• [Directive] Where the line containing "Where can the field" appears, begin retyping; continue exactly through the final line of the data. Omit every picture.

Entries taken from a collection:

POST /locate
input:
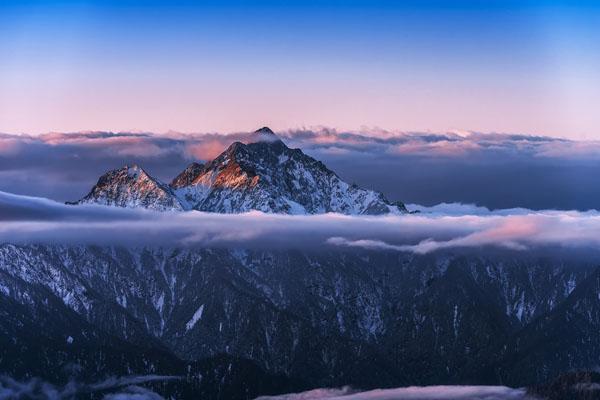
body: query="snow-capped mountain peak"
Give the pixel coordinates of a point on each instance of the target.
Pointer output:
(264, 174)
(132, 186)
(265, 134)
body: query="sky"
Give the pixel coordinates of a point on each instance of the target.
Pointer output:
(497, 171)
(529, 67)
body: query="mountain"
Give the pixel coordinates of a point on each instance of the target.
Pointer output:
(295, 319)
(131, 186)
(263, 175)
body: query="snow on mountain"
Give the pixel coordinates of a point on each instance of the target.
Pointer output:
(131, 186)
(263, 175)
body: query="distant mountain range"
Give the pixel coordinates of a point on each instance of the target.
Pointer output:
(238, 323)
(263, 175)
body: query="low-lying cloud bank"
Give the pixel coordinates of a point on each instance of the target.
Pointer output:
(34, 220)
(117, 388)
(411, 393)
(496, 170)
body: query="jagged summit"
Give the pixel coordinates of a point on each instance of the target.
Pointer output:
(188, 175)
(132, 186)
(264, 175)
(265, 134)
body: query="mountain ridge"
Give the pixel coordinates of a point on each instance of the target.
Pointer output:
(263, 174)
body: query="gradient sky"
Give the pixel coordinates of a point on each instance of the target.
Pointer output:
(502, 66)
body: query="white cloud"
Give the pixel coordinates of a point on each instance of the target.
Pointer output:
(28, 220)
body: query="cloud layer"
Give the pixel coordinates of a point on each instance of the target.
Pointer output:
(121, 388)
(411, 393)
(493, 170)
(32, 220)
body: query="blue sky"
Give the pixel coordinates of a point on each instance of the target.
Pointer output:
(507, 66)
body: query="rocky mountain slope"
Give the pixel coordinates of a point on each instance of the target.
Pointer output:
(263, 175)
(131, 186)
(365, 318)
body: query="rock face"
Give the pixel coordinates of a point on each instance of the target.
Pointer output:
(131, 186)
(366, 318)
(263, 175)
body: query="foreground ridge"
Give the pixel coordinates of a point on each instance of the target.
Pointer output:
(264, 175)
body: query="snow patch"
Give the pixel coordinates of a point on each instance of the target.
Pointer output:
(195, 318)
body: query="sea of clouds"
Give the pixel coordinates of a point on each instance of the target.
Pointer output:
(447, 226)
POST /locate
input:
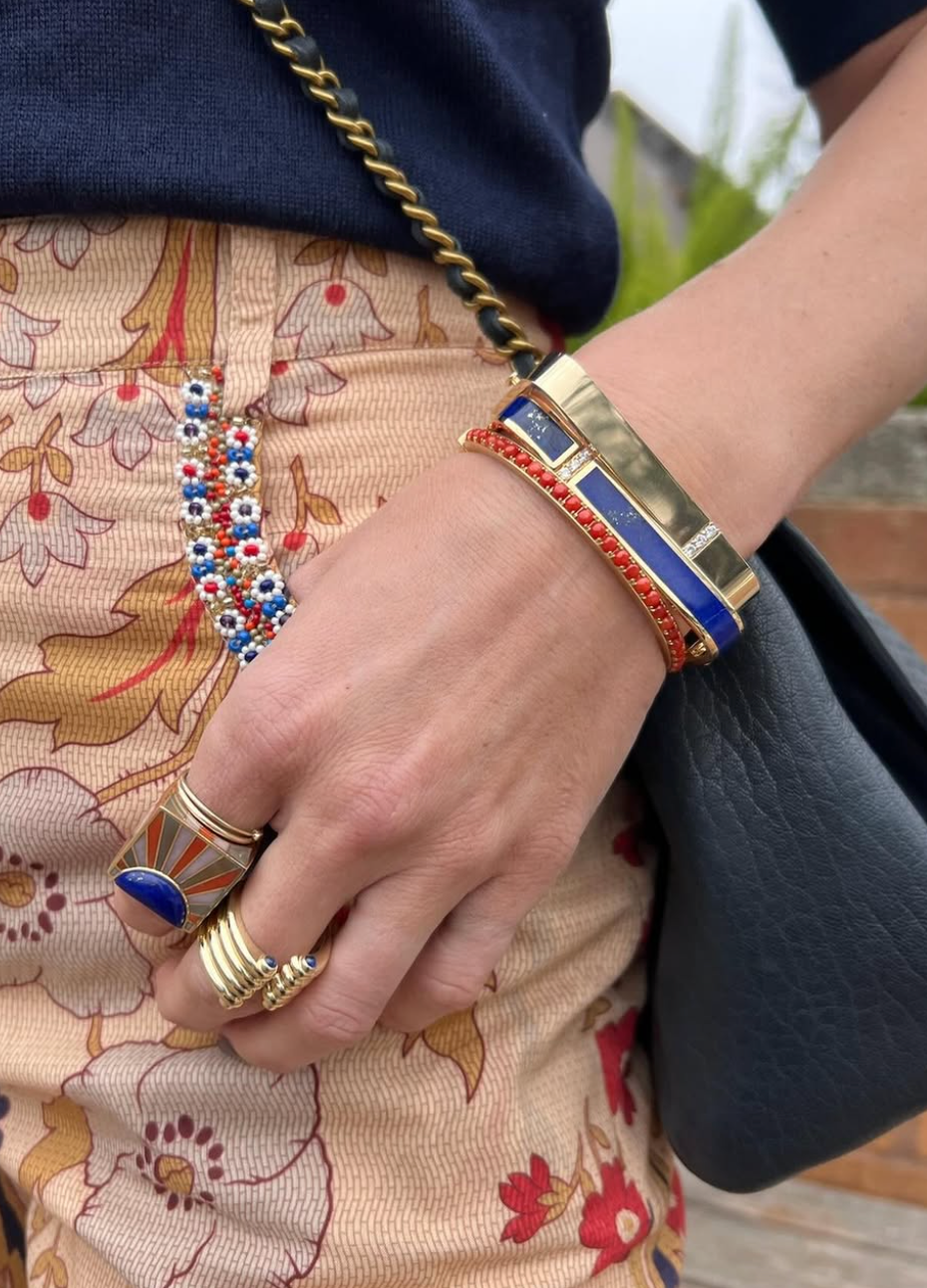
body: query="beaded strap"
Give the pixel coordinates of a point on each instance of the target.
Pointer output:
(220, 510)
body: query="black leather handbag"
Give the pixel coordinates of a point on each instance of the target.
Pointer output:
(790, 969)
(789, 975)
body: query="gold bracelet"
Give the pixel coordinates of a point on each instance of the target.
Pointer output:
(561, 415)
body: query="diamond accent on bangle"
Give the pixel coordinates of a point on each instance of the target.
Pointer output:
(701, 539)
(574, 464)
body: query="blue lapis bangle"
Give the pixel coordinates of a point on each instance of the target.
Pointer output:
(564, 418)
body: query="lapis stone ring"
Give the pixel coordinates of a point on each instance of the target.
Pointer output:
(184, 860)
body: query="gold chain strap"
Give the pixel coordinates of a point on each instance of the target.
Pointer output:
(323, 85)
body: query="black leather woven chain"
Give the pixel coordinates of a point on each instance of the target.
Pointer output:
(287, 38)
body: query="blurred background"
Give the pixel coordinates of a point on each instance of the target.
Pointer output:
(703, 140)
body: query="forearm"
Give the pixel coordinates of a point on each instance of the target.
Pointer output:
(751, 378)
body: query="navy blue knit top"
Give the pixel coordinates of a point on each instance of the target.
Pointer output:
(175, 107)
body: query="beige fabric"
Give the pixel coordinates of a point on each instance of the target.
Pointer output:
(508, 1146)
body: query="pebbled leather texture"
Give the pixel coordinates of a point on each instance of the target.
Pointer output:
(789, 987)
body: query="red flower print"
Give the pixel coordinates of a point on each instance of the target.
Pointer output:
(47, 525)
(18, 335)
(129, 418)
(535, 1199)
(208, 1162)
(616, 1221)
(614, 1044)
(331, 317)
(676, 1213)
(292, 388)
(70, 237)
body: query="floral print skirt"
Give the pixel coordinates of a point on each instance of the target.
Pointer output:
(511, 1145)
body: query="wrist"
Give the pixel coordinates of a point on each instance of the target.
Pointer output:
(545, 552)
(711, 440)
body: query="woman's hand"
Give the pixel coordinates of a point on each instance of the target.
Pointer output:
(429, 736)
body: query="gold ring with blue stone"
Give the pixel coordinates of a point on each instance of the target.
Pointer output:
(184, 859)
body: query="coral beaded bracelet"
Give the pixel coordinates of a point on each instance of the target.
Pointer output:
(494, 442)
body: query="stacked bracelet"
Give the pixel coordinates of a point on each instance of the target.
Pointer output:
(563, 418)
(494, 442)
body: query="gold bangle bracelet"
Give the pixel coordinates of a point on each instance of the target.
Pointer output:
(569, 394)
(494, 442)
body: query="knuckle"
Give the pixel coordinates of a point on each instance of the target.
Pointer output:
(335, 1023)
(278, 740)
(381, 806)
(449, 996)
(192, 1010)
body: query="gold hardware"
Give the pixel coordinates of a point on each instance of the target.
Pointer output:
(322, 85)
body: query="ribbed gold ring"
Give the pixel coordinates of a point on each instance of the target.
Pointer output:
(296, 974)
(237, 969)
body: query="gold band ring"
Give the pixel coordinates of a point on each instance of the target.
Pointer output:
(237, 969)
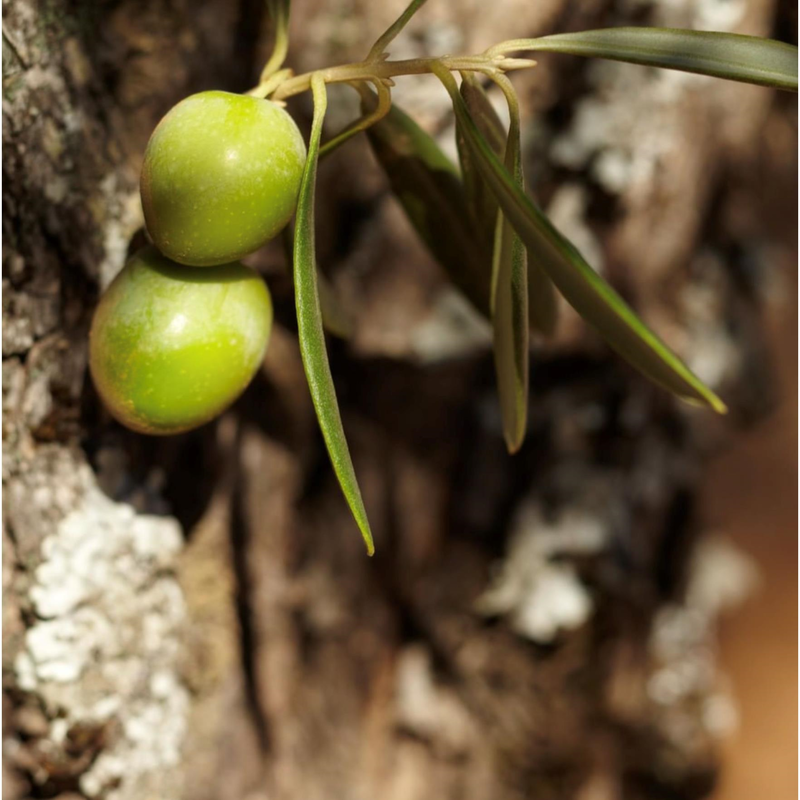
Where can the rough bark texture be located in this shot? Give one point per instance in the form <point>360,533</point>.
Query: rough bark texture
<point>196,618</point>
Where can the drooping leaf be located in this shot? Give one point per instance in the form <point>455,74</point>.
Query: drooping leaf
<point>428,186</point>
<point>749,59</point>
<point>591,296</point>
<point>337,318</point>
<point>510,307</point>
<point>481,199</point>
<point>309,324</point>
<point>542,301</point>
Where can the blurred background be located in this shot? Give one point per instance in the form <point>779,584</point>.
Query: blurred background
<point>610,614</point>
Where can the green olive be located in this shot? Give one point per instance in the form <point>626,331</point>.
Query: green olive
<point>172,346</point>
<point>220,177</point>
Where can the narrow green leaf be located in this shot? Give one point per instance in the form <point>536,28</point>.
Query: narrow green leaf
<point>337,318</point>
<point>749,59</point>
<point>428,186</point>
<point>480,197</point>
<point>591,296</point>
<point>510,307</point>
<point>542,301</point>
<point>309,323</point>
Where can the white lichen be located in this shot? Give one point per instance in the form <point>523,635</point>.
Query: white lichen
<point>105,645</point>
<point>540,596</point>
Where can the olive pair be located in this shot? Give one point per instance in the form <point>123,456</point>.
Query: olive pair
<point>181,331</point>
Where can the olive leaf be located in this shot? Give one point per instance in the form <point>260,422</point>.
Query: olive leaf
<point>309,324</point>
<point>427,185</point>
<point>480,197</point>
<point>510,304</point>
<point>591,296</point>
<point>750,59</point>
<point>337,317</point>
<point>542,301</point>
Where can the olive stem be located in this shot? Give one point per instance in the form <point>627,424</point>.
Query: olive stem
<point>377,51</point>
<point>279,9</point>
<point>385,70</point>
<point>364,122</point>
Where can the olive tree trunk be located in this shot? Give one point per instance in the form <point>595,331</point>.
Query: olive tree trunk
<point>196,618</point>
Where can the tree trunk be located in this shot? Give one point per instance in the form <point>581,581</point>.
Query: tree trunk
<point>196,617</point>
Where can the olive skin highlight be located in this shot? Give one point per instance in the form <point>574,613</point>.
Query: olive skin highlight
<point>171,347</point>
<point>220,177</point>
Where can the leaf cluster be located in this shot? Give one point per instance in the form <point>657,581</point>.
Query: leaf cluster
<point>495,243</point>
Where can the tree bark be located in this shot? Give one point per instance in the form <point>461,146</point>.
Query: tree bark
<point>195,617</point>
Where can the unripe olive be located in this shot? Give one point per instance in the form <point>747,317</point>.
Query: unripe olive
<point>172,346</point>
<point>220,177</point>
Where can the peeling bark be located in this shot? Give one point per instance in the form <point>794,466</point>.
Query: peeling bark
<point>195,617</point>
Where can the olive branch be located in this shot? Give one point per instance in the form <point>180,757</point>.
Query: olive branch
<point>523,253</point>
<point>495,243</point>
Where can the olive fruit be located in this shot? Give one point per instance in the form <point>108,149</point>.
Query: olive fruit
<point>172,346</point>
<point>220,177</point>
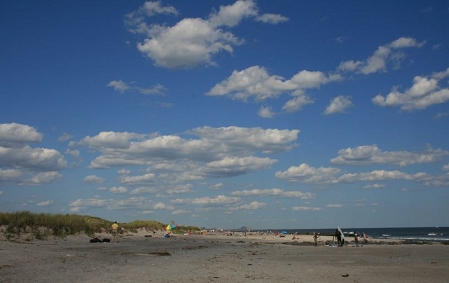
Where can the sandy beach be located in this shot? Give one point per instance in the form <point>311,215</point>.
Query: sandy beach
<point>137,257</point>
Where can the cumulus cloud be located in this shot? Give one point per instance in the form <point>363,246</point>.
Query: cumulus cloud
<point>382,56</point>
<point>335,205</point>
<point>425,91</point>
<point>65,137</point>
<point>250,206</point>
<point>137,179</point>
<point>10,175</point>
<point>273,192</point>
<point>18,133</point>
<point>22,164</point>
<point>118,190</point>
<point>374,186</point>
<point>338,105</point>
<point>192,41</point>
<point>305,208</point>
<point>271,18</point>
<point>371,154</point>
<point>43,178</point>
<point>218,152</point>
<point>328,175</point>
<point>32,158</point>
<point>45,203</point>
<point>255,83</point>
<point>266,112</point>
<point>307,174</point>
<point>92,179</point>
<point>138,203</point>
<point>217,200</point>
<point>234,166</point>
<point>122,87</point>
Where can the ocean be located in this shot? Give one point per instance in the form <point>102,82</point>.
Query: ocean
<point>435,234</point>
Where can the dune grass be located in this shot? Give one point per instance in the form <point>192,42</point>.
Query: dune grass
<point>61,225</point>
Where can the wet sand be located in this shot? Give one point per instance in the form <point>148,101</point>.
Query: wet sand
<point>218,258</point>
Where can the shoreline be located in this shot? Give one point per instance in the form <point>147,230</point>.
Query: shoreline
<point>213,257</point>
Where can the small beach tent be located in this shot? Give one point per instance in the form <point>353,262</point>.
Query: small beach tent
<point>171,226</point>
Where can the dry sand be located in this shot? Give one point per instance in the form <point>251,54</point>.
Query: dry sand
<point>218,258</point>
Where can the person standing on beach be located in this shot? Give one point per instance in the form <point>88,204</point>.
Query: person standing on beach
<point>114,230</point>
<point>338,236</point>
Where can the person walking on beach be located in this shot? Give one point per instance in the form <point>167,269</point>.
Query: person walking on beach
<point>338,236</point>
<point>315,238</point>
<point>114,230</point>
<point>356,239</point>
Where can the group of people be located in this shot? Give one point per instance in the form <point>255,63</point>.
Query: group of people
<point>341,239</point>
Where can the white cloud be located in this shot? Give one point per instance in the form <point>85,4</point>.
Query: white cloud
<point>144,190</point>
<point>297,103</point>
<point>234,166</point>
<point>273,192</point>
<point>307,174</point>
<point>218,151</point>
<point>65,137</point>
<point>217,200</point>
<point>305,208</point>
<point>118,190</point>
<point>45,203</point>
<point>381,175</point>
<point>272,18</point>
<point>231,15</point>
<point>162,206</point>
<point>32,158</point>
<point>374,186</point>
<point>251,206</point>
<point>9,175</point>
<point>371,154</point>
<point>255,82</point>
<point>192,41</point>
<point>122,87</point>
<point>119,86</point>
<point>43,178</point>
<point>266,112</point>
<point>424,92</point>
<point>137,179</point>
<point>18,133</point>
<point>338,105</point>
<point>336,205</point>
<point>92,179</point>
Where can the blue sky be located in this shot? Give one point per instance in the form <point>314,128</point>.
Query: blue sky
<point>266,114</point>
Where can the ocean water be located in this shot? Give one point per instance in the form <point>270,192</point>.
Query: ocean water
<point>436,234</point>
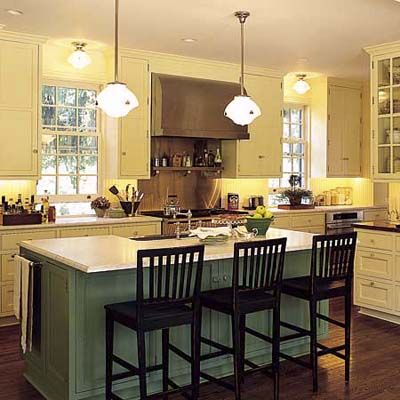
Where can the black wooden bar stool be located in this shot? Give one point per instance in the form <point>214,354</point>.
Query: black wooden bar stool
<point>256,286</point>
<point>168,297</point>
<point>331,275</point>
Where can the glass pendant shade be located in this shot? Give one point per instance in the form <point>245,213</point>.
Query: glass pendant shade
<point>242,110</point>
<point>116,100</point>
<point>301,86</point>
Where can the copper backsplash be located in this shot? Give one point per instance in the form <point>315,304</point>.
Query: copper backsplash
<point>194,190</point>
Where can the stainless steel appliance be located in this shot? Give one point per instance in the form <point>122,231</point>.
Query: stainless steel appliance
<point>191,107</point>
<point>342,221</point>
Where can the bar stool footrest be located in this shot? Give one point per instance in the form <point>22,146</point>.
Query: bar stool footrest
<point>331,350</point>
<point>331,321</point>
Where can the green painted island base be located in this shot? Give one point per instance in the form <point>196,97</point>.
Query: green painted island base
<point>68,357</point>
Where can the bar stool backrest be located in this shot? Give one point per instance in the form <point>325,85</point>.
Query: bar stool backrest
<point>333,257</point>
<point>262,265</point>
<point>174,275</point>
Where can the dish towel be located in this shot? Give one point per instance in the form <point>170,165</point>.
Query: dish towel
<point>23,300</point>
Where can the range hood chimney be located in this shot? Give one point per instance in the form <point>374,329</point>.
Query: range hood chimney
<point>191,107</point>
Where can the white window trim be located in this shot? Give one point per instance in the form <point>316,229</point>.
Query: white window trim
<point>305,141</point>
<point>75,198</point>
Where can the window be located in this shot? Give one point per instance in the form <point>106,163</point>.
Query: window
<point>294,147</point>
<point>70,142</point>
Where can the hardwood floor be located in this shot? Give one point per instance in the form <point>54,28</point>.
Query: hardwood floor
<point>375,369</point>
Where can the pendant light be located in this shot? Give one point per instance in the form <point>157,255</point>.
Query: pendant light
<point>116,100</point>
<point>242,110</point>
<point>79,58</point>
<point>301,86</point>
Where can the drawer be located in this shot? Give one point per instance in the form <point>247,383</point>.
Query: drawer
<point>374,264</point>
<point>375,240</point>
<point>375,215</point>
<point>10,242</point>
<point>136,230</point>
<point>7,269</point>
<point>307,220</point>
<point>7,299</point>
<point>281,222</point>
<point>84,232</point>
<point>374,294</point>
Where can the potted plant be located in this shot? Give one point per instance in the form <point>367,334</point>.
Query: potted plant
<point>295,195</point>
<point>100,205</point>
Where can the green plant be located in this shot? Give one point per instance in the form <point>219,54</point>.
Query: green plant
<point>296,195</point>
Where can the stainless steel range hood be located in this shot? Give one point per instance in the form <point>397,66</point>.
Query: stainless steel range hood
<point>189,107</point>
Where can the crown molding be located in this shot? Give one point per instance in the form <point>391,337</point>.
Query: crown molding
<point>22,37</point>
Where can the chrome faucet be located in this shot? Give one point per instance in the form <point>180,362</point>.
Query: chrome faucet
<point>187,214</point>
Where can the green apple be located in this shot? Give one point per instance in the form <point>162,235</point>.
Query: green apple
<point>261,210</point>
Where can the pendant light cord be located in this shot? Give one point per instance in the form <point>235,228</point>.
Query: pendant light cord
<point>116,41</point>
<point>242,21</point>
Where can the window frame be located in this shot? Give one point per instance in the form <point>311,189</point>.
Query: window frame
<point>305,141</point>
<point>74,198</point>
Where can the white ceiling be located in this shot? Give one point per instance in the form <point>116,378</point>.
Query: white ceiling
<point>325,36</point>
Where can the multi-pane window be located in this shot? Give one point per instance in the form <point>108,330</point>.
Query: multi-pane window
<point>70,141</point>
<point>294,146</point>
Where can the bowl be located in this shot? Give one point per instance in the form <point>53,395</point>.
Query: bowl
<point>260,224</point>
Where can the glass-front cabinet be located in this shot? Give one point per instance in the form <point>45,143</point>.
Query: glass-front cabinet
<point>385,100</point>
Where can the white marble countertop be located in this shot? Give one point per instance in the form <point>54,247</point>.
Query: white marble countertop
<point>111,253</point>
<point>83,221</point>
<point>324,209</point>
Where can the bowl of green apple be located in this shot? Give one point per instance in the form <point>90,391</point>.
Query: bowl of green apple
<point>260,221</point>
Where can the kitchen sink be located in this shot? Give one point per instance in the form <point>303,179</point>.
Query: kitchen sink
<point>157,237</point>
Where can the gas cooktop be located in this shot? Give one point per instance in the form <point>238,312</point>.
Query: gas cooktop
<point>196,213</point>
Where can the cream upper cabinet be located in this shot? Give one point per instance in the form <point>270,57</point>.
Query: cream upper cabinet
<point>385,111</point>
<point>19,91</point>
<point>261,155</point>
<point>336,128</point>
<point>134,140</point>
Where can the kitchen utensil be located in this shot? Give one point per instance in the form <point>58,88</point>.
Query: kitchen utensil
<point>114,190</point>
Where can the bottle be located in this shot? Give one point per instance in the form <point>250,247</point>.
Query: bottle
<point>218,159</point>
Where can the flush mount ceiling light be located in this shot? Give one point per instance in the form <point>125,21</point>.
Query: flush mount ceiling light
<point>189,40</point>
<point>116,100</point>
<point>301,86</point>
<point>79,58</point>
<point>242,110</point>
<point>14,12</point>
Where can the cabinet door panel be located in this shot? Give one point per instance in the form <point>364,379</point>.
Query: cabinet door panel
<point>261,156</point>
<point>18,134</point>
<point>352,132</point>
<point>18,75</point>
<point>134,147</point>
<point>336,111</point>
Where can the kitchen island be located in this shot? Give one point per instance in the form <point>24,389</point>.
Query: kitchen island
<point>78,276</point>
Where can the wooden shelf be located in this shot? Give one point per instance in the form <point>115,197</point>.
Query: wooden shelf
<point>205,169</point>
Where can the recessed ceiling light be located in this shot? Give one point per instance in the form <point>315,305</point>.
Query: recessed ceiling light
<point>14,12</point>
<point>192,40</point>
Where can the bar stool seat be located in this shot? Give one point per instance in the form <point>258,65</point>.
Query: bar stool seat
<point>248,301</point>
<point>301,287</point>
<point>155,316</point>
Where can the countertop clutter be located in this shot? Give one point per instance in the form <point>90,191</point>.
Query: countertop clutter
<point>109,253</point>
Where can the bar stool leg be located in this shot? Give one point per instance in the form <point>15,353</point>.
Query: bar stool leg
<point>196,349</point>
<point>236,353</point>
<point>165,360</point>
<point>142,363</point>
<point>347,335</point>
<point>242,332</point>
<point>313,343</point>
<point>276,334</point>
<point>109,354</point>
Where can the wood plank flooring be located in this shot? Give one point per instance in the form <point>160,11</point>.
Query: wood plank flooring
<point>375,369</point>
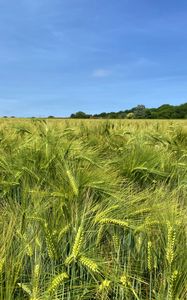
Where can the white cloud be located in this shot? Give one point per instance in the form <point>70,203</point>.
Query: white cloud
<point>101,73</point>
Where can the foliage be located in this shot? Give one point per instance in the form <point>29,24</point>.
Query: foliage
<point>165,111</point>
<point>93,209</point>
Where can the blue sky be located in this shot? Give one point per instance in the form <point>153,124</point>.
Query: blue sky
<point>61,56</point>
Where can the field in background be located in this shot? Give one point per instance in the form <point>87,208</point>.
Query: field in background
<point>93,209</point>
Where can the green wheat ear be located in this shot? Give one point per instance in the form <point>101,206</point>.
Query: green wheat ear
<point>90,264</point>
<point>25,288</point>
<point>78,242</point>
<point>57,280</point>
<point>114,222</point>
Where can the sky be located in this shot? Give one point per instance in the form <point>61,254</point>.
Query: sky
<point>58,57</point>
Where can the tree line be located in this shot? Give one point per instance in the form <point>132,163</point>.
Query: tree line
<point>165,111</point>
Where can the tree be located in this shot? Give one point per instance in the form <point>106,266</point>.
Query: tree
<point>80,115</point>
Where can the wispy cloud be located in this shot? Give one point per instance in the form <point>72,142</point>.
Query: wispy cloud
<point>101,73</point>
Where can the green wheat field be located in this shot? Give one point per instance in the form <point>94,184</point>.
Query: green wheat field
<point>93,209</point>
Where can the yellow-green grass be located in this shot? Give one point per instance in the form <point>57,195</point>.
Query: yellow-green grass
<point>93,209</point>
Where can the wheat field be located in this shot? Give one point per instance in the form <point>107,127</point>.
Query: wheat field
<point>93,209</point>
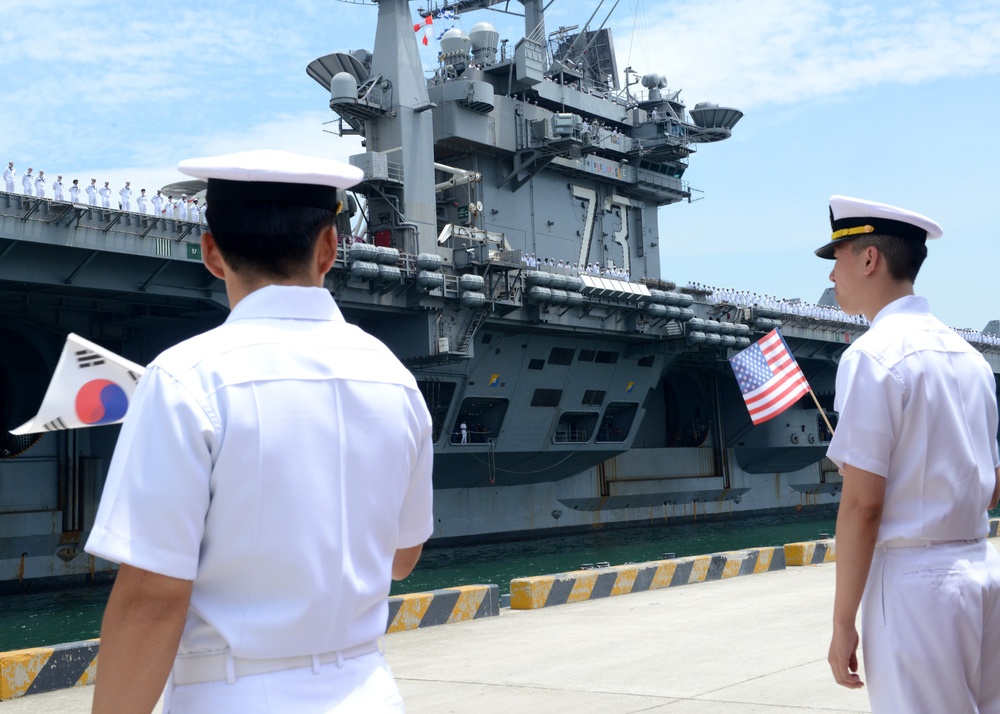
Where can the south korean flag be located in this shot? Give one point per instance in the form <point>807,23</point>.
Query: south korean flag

• [Response to this exercise]
Where can the field in background be located in this shot? Give one point per instance in the form <point>87,208</point>.
Query: field in background
<point>93,209</point>
Where can the green wheat ear be located in this shot? Give one point per instance in the form <point>101,206</point>.
Query: green wheat ear
<point>90,264</point>
<point>25,288</point>
<point>78,242</point>
<point>57,280</point>
<point>114,222</point>
Where can the sky be located in this shot? Give one point per instance in the form <point>61,254</point>.
Query: sky
<point>58,57</point>
Where can the tree line be located in this shot? Give one point per instance in the form <point>132,163</point>.
Query: tree line
<point>165,111</point>
Where can the tree be located in this shot? Give one point per instance in the form <point>106,266</point>.
Query: tree
<point>80,115</point>
Where can the wispy cloud be located in this shot? Give one point per instance in the form <point>72,142</point>.
Query: wispy cloud
<point>101,73</point>
Where can the green wheat field be located in this shot? Give one point per instance in the form <point>94,184</point>.
Query: green wheat field
<point>93,209</point>
Where can the yellow-green grass be located in this shot? Give one point per instance in the form <point>57,195</point>.
Query: yellow-green grass
<point>93,209</point>
Where can the wheat field be located in this shot? Give one point per instance in the form <point>107,127</point>.
Query: wheat field
<point>93,209</point>
Where can the south korean flag be located in this shot? Give one point per instance in the form <point>807,23</point>.
Query: south korean flag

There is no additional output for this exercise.